#### The task:
Find the lines of the records in which the word "purple" appears and report how many there are, as a number alone.

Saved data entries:
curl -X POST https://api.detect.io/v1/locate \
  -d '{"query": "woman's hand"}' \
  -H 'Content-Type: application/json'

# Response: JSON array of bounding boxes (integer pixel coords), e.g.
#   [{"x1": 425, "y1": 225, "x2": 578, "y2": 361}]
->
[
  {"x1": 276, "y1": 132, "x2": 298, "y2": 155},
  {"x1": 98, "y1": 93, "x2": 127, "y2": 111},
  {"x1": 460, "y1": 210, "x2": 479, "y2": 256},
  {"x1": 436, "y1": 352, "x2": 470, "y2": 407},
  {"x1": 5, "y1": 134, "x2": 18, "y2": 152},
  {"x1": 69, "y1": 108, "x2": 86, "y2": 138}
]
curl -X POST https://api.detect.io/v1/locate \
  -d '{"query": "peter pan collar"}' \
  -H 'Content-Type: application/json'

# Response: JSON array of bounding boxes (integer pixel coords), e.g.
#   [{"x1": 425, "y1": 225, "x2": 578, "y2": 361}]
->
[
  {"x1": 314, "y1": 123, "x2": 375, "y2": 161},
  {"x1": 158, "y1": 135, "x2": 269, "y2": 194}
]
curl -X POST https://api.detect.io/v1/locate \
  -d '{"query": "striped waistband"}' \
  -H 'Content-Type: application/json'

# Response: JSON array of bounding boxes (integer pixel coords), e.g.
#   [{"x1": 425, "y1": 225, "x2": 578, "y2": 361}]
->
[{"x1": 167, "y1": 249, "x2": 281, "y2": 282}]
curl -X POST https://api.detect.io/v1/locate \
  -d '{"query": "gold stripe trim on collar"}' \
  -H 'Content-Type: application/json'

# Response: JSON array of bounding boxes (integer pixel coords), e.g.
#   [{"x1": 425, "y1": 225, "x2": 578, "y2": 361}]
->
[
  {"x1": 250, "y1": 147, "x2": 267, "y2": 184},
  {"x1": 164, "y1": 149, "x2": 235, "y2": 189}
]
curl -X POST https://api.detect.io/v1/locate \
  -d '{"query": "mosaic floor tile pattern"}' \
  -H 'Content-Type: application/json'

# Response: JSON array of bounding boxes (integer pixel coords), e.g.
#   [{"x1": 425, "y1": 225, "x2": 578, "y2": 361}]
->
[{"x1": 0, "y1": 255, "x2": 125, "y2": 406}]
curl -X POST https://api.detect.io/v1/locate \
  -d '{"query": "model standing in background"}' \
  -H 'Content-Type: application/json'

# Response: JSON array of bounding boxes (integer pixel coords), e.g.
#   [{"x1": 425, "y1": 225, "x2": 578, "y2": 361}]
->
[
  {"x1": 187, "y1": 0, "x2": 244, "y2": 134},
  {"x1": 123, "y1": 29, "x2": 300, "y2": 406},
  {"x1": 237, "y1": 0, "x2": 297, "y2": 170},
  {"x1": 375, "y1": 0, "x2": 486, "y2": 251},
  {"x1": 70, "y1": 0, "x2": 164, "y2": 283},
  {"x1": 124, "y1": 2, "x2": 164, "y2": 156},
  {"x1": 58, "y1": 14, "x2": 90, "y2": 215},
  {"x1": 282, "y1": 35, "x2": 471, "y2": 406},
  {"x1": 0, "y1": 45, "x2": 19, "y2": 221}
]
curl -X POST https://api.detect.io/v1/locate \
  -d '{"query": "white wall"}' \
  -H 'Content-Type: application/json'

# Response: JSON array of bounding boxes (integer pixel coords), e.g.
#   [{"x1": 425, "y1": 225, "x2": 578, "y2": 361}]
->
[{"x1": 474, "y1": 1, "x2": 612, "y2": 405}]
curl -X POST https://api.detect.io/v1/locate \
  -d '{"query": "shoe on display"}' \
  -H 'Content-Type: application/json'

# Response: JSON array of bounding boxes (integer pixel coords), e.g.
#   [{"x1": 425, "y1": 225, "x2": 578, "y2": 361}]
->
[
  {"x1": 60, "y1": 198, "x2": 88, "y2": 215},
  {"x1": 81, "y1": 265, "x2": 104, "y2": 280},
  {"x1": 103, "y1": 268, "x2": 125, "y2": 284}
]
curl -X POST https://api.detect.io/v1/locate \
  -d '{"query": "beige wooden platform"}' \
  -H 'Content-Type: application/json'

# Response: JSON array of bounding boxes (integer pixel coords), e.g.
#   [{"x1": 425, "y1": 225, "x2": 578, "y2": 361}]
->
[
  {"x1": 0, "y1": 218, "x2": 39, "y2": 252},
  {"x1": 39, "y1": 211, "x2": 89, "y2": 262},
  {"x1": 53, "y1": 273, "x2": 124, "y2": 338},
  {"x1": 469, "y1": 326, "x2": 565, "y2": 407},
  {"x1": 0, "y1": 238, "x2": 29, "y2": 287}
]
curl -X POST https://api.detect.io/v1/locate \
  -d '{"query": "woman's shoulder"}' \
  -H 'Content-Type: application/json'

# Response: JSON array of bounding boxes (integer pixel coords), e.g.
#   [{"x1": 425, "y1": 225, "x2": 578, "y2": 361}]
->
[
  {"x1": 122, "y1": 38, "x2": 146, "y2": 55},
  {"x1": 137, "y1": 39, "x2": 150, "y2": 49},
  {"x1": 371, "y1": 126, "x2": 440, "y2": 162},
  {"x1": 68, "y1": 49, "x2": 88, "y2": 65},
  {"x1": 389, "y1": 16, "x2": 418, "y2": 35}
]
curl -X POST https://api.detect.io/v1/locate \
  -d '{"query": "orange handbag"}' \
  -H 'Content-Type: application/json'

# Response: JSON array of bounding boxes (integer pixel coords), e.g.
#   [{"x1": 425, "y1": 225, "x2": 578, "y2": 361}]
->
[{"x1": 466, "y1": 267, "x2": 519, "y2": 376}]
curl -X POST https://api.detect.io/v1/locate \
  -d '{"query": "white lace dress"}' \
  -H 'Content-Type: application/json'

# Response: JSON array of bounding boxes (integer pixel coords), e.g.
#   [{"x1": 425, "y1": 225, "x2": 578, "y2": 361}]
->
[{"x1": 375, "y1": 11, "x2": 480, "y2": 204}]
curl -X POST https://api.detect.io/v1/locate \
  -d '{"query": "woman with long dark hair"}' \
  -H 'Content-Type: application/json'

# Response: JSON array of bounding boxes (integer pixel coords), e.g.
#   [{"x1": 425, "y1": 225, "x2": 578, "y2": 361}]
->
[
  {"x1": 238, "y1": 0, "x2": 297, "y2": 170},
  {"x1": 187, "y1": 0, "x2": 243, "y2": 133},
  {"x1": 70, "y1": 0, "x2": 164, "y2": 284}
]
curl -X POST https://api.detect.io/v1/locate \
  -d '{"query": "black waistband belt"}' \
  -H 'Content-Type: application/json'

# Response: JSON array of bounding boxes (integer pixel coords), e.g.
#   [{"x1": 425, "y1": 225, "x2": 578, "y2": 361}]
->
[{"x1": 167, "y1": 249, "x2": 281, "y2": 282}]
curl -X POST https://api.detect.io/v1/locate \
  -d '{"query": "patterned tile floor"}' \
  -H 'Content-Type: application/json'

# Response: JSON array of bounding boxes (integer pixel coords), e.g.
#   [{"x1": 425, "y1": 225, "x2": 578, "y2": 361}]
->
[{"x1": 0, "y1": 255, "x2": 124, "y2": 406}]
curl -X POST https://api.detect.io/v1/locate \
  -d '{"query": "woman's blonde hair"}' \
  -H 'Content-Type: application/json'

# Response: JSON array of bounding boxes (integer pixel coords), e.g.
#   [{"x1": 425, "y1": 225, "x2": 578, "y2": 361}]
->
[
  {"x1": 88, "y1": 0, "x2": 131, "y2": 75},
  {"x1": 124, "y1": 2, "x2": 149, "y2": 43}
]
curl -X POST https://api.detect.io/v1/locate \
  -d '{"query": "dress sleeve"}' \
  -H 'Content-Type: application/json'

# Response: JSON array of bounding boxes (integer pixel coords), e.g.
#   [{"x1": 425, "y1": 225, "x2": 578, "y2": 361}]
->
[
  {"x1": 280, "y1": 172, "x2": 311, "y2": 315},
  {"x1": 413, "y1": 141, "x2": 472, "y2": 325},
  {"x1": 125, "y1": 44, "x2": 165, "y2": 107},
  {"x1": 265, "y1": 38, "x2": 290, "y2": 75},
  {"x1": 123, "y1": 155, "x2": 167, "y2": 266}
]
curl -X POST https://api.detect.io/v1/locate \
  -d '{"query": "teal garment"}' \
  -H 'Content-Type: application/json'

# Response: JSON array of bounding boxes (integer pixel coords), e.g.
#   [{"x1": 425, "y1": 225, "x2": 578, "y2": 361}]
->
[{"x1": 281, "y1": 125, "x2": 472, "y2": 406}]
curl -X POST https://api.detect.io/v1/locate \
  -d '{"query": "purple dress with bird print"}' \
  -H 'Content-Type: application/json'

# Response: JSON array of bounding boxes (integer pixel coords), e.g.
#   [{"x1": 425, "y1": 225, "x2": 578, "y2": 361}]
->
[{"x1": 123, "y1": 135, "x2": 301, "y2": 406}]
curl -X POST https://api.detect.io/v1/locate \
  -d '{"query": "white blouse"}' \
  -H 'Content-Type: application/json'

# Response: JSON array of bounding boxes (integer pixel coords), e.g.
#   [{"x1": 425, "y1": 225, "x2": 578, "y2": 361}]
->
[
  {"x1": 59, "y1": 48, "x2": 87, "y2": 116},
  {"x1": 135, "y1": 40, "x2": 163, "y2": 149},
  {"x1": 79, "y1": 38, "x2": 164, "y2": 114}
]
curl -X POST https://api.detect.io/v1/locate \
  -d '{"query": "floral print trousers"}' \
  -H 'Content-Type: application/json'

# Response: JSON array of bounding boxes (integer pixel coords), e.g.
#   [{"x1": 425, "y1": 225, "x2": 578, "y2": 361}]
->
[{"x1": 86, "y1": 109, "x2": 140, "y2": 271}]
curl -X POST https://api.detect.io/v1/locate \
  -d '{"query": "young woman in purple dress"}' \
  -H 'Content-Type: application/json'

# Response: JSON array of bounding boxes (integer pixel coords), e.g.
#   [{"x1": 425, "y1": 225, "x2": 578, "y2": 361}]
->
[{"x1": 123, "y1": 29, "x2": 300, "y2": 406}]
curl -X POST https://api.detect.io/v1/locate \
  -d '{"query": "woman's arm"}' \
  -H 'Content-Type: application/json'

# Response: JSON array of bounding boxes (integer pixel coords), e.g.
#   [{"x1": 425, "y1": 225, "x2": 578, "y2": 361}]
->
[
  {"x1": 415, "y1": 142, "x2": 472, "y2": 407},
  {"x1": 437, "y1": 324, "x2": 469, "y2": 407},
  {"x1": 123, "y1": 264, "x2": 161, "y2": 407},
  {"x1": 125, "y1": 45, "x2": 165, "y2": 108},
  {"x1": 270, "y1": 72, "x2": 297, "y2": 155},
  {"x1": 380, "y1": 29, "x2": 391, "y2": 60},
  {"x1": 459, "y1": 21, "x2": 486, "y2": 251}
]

#### Reply:
2